**Work required**
Copy out the listing in full, exactly as written, but not its pictures.

(Records from a collection)

■ ■ ■ ■ ■ ■ ■

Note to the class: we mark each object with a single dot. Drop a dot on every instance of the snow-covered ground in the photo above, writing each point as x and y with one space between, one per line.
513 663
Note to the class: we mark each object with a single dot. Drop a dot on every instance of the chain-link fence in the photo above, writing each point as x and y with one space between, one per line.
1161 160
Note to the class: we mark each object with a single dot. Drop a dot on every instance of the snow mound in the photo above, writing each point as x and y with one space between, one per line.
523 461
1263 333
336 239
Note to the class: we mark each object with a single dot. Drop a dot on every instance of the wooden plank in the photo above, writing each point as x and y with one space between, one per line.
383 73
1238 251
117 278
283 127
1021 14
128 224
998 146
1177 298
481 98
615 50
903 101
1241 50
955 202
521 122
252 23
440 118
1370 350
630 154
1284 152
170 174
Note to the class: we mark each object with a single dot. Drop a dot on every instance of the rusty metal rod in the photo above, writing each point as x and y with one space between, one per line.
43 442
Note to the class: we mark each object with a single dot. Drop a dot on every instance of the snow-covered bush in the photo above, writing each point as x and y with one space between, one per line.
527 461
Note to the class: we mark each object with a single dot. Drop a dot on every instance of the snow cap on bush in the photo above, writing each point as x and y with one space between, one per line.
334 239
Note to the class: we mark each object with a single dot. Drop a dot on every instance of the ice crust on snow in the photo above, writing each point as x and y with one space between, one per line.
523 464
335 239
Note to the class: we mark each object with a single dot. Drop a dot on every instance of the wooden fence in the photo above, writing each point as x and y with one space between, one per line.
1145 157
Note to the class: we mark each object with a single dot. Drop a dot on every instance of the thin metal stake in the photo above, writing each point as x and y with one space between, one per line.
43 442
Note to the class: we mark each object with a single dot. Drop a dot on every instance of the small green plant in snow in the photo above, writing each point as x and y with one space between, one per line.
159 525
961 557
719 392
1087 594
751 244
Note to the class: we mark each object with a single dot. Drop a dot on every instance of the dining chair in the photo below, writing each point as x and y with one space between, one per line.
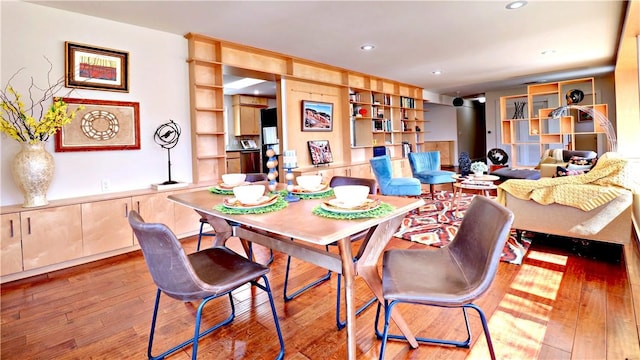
452 276
201 276
335 181
400 186
251 177
425 166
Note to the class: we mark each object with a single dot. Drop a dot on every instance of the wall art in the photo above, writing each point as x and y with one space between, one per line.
317 116
100 125
91 67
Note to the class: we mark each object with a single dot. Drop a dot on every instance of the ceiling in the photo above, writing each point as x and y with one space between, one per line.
478 45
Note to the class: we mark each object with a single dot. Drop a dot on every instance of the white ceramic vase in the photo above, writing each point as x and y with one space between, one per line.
32 170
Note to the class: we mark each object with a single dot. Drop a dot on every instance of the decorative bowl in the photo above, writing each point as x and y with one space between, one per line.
233 179
351 195
309 182
248 194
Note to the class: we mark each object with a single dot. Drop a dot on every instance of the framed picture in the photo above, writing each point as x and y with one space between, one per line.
100 125
584 116
317 116
320 152
91 67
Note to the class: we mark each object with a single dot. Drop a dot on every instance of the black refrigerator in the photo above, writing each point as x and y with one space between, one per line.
269 135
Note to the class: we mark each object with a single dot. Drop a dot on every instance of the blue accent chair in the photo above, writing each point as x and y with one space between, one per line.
402 186
425 166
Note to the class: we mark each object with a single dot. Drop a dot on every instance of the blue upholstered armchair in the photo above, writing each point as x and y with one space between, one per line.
425 166
382 169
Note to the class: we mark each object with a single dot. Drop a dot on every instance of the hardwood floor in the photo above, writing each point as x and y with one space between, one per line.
554 306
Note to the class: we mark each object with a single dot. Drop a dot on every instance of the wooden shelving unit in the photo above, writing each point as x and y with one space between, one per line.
207 108
385 113
529 129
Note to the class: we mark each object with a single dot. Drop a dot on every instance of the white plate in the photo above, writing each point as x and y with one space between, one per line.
229 201
321 189
336 206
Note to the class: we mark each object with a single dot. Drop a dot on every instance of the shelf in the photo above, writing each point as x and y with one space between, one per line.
533 130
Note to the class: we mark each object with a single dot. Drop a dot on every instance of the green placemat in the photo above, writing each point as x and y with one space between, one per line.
215 190
381 210
302 196
278 205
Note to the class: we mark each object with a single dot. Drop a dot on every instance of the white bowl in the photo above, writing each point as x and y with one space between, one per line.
248 194
309 182
233 179
351 195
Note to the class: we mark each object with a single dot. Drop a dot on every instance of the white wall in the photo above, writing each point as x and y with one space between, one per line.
158 81
442 125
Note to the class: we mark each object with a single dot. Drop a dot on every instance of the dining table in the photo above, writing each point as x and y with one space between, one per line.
302 229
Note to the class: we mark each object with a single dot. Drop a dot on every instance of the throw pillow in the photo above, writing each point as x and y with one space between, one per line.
562 171
547 160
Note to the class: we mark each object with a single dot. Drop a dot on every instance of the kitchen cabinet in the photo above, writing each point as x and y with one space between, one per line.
105 226
233 162
155 208
70 232
51 235
10 244
246 114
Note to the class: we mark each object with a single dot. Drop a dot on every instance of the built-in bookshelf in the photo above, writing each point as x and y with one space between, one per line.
528 127
386 114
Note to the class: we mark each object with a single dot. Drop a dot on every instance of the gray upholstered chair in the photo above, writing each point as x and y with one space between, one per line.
425 166
335 181
452 276
202 276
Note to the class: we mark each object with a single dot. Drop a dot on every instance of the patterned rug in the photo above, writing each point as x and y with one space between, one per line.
423 227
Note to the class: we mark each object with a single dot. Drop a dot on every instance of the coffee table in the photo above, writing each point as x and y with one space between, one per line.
479 184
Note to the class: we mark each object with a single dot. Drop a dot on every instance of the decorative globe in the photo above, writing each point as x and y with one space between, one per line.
574 96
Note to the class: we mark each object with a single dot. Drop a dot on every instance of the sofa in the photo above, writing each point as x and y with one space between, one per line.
593 206
550 160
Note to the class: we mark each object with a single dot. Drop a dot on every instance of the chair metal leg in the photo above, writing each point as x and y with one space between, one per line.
464 344
267 289
317 282
197 333
201 234
339 323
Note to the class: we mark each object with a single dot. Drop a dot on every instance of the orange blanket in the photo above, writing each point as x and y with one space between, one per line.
606 181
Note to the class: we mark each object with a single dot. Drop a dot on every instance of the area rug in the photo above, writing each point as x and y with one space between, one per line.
436 225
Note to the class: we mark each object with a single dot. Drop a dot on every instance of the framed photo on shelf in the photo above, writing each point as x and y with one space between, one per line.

■ ■ ■ ■ ■ ■ ■

**Problem solution**
Note to the class: we mark each object with a single dot. Drop a dot on every instance of the snow-covered ground in the photo above, writing each point as x and y with one space between, one per line.
513 663
Note to the class: we mark each object with a single dot. Drop a dot on every instance of the chain-link fence in the photo above, writing each point as x and y with one space between, one per line.
1161 160
Note to the class: we mark each object with a single dot. Drop a dot on every instance of the snow mound in the photo above, writing each point as x and y with one space between, one per line.
523 461
1263 333
336 239
Note to the class: we mark each object with a single dot. Drop a dot on every instance of the wooden plank in the photo above, writing each point as x and y with one space between, one per line.
383 73
1238 251
117 278
283 127
1021 14
128 224
998 146
1177 298
481 98
615 50
903 101
1241 50
955 202
521 122
252 23
440 118
1370 350
630 154
1284 152
170 174
Note to the class: we mark each object with a single dot. Drop a dot on every instance of the rusty metal rod in the photo above, writing each point as x and y with one space between, one per line.
43 442
Note to the class: we mark each object with a single dot. Drop a dot on every instance of the snow-covered bush in the photo above, writing each point as x and y with one space between, one per line.
527 461
Note to the class: we mark each object with a single dot. Drop a dot on every instance of the snow cap on bush in the photo above, writing each point as x and y with one space between, one per line.
334 239
Note to the class: we mark each object with a single dot. Drop a dot on every instance of the ice crust on snow in the photo above, writing each point as x and y with one space between, one per line.
523 464
335 239
Note to the class: we mark each object with a single dot. Drop a dot on every instance of the wooden fence in the photo above, writing each point as x and y with one space between, one per line.
1145 157
Note to the class: we mark each object with a single dot. Drop a dot on every instance of the thin metal stake in the photo above, writing each point as x and y with one space between, one per line.
43 442
Note to the class: we mark each object with a single dot. Drop a dot on every instance of the small green plant in snow in the photo above, writing each point as x and y with one space between, one per line.
159 525
961 557
719 392
1087 594
751 244
Note to the class: we mark each object with a single dot. Drop a dot on every instance of the dining chair in the photo below, writing each point as x and y with one space between, one per line.
452 276
201 276
335 181
400 186
251 177
425 166
Note to the class: we mark each object with a single dot. Drop a dot on every instance of the wall art in the photo above, writing each point as x and y with one space between, one per line.
317 116
100 125
91 67
Note to the class: we mark each object with a single dot. Drop a dot on every instance of the ceiling in the photo above, writing each point as x and y with one space between, one per line.
478 45
Note to the class: we mark each object with a single dot. Drop a dot on every instance of the white ceramic vase in the photo above, writing each point as x and y with one space between, one per line.
32 170
Note to the class: we mark each object with a single dot. Drop a dot on every instance of the decorative bowl in the photo above, writing each point as x and y with one space between, one per line.
233 179
351 195
309 182
248 194
Note to the class: we mark each object with a single dot. Drop a dot on every instance of the framed picture in the photo above, writing each point as x and y with one space between, one per line.
100 125
584 116
317 116
320 152
91 67
Note to the class: we mark each object with a single dot. Drop a dot on every instance of the black refrigerator in the photo above, writing each point as x and y with one space between, one per line.
269 135
Note to the class: we mark each object with a single dot. Drop a dot on every instance of the blue accent chair in the photo above, writing each point as x and y with one space between, one per line.
402 186
425 166
Note to the class: we mark each object with a single dot. Drop a dot on every instance of the blue upholstered armchair in the photo above, writing each point as x and y with one space between, one per line.
425 166
382 169
Note to the class: we mark each object with a single dot. Drop a dot on every instance of the hardwood floor in the photo above, writing each point as x and y with one space between, one per line.
554 306
Note to the class: we mark each object with a single dot. Drop a dot on every instance of the wooden shelving unit in the photo above, writing each point as x and y with one space between, one per line.
207 108
385 113
529 129
Note to the class: we mark each object with a single dot. Drop a dot on every instance of the white plate in the photo above, writing each point as x and y with one space between, one per line.
229 201
321 189
336 206
Note to the class: we mark each object with a single dot. Drop a dot on every instance of the shelf in the photo above, writing each point as x and y with one space between, one per line.
533 130
Note to the class: we mark each object with a single dot. Drop a dot on every instance of the green placemat in the photo above, writing each point as x and y with one space between, one per line.
215 190
381 210
302 196
278 205
Note to the class: we mark each object with a single dot. Drop a dot on every instance of the white bowl in the photo above, writing each point as x and y with one space between, one per line.
248 194
309 182
233 179
351 195
Note to the class: we mark each object with a single dot. Drop a dot on every instance of the white wall in the photo above, writing each point as x and y with one space between, one per line.
158 81
442 125
Note to the class: we mark each object with a single dot. Drop a dot on every instance of the dining table in the photo above, writing each point as x and y with one space between, one per line.
302 229
Note to the class: we mark each object with a single dot. Drop a dot on every instance of the throw pillow in the photo above, writing each point as x and y with one space between, one per line.
562 171
547 160
Note to the class: we mark each object with a single dot. Drop a dot on every instance of the kitchen cabinet in the photo above, writing each point as x and y with one space between, one per line.
105 226
233 162
155 208
70 232
51 235
10 244
246 114
Note to the class: we mark each object with a single dot. Drop a dot on every instance of the built-in bookshelf in the photo above, writing each point as x and y with one space between, one per line.
528 127
386 114
Note to the class: we mark each object with a single dot. Drop a dot on every instance of the gray upholstered chair in the photo above, writing each point as x and y with one space between, one per line.
425 166
335 181
452 276
202 276
Note to the class: we mark each object with a single dot. Drop a dot on every instance of the patterned rug in the photo above, writing each point as x and y with one space between, one per line.
423 227
Note to the class: we mark each object with a single dot. Drop a dot on every instance of the coffee table in the photo above, writing each point as x and y with one space between, one per line.
479 184
Note to the class: we mark each object with a single dot. Drop a dot on every instance of the decorative globe in the photo above, writing each point as x and y with one space between, one per line.
574 96
Note to the class: we mark each object with a single dot. Drop a dot on every instance of the sofa in the photo above, writing each point as x and y with one space between, one per line.
593 206
550 160
Note to the class: we mark each object with a single dot. Drop a dot on every instance of the chair metal leg in the photo above, writing each point as x and y with one space between, one per line.
464 344
267 289
317 282
197 333
201 234
339 323
Note to the class: we mark each object with a single dot. Drop a dot on every instance of the orange blanket in the photo above, writing each point as x and y with one space between, one per line.
606 181
Note to the class: we mark each object with a single dot. Drop a dot on every instance of the area rug in the photo above, writing each point as x and y with one space between, one per line.
436 225
Note to the class: we mark each object with a single dot. Drop a dot on every instance of the framed photo on shelf in the photo above, writing each point as x and y with one space between, one per line.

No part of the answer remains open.